[INSTRUCTIONS]
**1)** For the surgery post below, decide whether each statement agrees with it, answering yes or no and quoting the words of the text that settle it: (a) The surgery took place on 27 August. (b) The writer stayed in the hospital for about a week after the operation. (c) Insufflation involves pumping the abdomen with carbon dioxide.
**2)** Answer these questions from the surgery post below:
(a) Which artery did the ligament lie over?
(b) What other name does the post give for laparoscopic surgery?
(c) Who waited on the writer for the rest of the week after leaving the hospital?
**3)** Copy word for word the stretch of the surgery post from "I had both..." through "wonderful nurse, Robyn.".

Da snip is done
Thursday, September 06 2007 at 10:16 AM EST
Contributed by: jason
So yeah, Monday week ago (27 August) I bit the bullet and went in for surgery. What I had is apparently called Median Arcuate Ligament Syndrome (Google for it, it's fun!)
Diagram of sagittal view of abdominal aorta shows celiac artery compression by the median arcuate ligament (solid and dashed line). At expiration (Exp), the aorta and its major branches, including the celiac artery (C), move cephalad (arrow). This typically causes worsening of compression by the median arcuate ligament. (Image courtesy of Martha Helmers, BS, New York University Medical Center, New York, NY)
Basically this means that there was an arcuate (bow shaped) ligament laying over the top of a fairly major artery called the Celiac Axis, and it was blocking blood flow to my stomach whenever I ate.
The median arcuate ligament had to be snipped and cleared away. The procedure was called something like, "Laparoscopic division of adhesions," which is a tad weird because medically, an adhesion is scar tissue. I honestly don't the implications of it being snipped. All that I know is that I was pretty much completely incapacitated for just under a week. I must ask the surgeon just exactly what the fucking thing even does.
Thank fuck it was done laparoscopically though... that shit is so fascinating. Another name for it is keyhole surgery, and apart from the obvious use of microscoping cameras and shit to peek inside and do the cuts, they do some other crazy shit too:
- Use of fibre optics as a "cold" light source (awesome, I've had a SONET OC-48 inside me!)
- Insufflation is used -- they pump your abdomen with carbon dioxide (CO2) in order to blow it up like a balloon, so that they can see shit
I did notice that the next day, my shoulders were quite sore, and made a point of it to Robyn. She said that she was told it was to be expected, due to the CO2 stuff. A bit more research yielded the following from Wikipedia:
Not all of the CO2 introduced into the abdominal cavity is removed through the incisions during surgery. Gas tends to rise, and when a pocket of CO2 rises in the abdomen, it pushes against the diaphragm (the muscle that separates the abdominal from the thoracic cavities and facilitates breathing), and can exert pressure on the phrenic nerve. This produces a sensation of pain that may extend to the patient's shoulders. For an appendectomy, the right shoulder can be particularly painful. In some cases this can also cause considerable pain when breathing. In all cases, however, the pain is transient, as the body tissues will absorb the CO2 and eliminate it through respiration.
The median arcuate ligament.
I had both... particularly the breathing... didn't like that sensation one little bit at all.Anyhow, I left the hospital the next day (could hardly walk & breathe, but I'm fully not compatible with hospitals), and spent the rest of the week getting waited on by my wonderful nurse, Robyn.
A week and a bit later, I went for a checkup with the surgeon, and finally got the annoying little bandages taken off and got to finally see my miniature scars :) As the surgeon said, "They won't be anything that impressive -- you'll look more like you've been tango'ing with Chopper." Still, I think it looks half cool.

[DATA UNDER STUDY]
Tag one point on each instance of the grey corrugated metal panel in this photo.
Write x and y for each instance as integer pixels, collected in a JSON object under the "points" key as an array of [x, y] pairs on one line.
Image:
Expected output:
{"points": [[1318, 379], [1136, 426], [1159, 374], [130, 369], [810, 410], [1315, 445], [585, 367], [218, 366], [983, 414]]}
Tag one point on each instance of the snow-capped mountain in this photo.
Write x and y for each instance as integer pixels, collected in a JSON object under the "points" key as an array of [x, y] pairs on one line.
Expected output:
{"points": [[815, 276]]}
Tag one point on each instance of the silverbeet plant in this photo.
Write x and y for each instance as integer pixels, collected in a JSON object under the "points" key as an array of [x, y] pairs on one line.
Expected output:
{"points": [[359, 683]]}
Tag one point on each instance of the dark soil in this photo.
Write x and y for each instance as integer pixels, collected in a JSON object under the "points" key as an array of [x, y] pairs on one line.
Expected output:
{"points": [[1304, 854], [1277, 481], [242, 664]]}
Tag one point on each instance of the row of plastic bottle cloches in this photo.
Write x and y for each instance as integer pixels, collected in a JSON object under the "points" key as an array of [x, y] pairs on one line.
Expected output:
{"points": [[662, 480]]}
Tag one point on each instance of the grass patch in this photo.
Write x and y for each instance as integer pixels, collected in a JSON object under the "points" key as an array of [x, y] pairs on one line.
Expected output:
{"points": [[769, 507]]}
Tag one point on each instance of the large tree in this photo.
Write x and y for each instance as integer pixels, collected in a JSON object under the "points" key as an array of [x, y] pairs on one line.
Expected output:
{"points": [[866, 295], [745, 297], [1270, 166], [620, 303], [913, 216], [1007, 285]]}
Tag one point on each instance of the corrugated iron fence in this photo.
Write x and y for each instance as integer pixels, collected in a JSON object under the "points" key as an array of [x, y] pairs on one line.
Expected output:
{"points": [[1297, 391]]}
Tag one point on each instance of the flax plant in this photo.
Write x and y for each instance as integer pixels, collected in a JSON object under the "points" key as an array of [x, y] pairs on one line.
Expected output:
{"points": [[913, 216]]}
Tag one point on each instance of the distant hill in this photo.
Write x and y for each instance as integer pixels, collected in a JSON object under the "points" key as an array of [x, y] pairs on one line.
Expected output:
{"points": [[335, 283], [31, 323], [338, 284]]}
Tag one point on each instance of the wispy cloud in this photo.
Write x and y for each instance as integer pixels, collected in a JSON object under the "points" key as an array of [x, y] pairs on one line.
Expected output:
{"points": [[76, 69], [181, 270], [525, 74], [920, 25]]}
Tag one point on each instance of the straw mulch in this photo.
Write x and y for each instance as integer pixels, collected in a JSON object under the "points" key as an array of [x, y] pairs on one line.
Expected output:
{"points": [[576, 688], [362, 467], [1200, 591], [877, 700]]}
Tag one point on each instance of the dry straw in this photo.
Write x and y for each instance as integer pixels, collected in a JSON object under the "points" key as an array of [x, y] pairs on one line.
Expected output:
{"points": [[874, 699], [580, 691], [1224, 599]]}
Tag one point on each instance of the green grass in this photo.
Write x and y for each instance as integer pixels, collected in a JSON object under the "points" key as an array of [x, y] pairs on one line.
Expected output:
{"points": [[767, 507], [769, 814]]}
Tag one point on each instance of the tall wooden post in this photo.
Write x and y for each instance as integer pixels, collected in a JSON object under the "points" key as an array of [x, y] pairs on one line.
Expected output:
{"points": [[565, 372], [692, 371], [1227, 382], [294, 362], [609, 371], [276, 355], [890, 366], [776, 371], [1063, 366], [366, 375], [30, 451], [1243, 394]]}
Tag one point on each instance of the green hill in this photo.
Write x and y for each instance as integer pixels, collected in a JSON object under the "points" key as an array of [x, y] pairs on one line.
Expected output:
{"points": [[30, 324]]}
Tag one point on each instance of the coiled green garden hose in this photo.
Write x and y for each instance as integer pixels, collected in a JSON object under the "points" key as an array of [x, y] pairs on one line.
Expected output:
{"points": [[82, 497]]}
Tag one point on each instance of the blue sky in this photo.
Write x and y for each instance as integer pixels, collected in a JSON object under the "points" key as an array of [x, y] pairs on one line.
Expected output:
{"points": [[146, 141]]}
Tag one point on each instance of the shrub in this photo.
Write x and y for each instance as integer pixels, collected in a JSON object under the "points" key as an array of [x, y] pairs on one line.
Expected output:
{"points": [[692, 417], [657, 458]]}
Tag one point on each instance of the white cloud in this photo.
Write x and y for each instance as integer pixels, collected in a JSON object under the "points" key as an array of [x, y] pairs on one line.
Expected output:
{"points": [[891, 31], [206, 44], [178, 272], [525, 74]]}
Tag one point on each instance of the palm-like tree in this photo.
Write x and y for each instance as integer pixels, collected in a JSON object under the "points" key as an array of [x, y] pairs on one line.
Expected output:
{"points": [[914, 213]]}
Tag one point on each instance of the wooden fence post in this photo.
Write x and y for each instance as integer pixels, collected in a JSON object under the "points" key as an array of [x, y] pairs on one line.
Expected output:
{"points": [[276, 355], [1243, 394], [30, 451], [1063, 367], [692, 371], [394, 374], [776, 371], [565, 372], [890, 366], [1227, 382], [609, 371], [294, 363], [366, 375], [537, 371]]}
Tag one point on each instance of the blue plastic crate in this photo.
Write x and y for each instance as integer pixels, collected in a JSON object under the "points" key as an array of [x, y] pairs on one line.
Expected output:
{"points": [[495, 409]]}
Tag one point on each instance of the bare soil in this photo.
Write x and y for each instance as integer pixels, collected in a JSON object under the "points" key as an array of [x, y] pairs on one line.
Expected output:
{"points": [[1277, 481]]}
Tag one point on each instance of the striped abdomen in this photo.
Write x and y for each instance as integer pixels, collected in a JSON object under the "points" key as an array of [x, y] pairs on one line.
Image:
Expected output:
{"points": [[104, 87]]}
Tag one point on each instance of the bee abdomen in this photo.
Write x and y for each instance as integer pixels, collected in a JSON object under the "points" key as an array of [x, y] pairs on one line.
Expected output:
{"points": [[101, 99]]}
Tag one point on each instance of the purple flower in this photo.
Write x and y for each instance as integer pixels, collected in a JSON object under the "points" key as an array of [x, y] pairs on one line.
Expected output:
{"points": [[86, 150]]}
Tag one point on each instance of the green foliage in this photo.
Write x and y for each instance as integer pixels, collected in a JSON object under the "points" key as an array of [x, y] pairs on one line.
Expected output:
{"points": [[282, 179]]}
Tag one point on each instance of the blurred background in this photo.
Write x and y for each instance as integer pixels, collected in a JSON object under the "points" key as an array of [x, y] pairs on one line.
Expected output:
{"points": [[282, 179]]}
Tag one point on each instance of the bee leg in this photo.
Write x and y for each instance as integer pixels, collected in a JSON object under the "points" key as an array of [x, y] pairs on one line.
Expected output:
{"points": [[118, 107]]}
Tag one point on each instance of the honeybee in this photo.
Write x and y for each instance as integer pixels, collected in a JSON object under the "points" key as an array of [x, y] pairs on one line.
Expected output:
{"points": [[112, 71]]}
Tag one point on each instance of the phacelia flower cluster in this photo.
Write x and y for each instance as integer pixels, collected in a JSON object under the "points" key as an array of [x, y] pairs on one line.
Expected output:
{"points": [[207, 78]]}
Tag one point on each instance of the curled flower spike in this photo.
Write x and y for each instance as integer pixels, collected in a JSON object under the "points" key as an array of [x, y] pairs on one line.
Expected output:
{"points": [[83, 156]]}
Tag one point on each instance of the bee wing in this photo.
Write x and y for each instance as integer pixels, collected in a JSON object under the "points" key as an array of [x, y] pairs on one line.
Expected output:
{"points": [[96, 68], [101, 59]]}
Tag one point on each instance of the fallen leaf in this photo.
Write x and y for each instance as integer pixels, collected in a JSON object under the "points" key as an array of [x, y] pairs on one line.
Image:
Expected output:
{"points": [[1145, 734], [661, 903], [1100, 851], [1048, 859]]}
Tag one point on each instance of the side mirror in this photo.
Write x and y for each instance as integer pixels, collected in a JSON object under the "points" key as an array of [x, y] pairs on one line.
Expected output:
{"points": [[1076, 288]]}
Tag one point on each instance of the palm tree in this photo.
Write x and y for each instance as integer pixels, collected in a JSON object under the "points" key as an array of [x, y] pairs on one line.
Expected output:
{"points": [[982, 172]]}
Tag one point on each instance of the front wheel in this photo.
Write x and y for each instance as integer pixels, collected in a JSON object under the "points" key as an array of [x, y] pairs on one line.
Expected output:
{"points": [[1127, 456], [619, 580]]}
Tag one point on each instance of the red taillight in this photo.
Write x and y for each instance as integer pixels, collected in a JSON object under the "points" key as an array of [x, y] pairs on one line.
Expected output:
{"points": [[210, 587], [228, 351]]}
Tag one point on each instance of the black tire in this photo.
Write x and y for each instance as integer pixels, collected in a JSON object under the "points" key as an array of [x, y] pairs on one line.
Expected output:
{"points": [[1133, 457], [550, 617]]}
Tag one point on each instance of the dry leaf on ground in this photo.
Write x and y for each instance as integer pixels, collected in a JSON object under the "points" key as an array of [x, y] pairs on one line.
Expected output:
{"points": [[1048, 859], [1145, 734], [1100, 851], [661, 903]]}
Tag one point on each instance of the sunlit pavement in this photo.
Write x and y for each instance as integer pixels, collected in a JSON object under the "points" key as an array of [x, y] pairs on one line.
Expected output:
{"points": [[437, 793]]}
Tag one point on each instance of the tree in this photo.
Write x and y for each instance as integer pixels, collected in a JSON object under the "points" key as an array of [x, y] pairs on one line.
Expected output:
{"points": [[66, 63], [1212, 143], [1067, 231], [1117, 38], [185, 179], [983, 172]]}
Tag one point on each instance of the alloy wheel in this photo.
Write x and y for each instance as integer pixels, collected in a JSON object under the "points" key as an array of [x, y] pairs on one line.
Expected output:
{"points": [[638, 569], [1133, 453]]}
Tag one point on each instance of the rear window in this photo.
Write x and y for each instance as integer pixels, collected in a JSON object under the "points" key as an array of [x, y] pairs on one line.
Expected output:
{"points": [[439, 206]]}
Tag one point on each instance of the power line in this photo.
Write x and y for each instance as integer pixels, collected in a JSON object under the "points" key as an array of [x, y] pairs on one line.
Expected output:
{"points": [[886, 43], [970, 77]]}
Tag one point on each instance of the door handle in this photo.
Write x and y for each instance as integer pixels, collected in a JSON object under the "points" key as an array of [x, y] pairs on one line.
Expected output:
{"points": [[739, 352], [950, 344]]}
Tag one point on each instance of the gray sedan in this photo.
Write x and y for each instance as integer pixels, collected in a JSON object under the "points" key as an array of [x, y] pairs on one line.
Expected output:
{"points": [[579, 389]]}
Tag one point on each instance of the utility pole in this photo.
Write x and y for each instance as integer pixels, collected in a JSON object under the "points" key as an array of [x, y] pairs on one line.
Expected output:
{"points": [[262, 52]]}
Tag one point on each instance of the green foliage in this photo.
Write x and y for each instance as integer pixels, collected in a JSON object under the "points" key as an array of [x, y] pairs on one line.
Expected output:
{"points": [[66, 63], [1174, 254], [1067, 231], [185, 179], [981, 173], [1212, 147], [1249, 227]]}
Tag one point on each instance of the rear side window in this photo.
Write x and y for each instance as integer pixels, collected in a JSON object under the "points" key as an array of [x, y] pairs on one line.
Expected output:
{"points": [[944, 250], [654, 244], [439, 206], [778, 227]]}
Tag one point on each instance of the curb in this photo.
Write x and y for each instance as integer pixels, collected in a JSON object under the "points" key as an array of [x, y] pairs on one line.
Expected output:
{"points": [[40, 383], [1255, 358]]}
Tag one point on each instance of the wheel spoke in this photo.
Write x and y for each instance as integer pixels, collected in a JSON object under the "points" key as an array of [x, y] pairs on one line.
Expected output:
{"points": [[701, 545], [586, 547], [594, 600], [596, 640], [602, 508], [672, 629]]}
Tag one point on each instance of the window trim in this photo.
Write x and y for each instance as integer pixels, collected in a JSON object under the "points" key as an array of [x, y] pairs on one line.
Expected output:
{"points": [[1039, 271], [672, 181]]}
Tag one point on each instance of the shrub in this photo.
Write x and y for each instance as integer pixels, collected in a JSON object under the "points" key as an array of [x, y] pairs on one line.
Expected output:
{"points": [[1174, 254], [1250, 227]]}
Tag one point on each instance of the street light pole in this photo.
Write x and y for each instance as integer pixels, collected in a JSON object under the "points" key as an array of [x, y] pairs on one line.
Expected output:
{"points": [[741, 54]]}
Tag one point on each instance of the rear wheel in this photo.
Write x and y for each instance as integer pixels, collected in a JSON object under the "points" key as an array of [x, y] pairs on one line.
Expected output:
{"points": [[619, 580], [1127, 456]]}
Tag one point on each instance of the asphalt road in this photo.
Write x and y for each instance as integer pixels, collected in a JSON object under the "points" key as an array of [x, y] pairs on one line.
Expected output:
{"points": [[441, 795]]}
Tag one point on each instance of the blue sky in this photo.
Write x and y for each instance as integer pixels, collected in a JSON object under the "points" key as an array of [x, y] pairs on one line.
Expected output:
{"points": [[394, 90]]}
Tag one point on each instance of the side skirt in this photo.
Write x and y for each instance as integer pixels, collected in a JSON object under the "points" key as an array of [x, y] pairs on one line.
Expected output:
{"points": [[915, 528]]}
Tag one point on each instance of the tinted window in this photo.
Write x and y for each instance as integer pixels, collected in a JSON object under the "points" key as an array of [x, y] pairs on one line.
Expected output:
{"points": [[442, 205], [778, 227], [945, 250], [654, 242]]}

[EXPECTED OUTPUTS]
**1)**
(a) Yes: "Monday week ago (27 August) I bit the bullet and went in for surgery"
(b) No: "I left the hospital the next day"
(c) Yes: "they pump your abdomen with carbon dioxide (CO2)"

**2)**
(a) The Celiac Axis
(b) Keyhole surgery
(c) Robyn

**3)**
I had both... particularly the breathing... didn't like that sensation one little bit at all.Anyhow, I left the hospital the next day (could hardly walk & breathe, but I'm fully not compatible with hospitals), and spent the rest of the week getting waited on by my wonderful nurse, Robyn.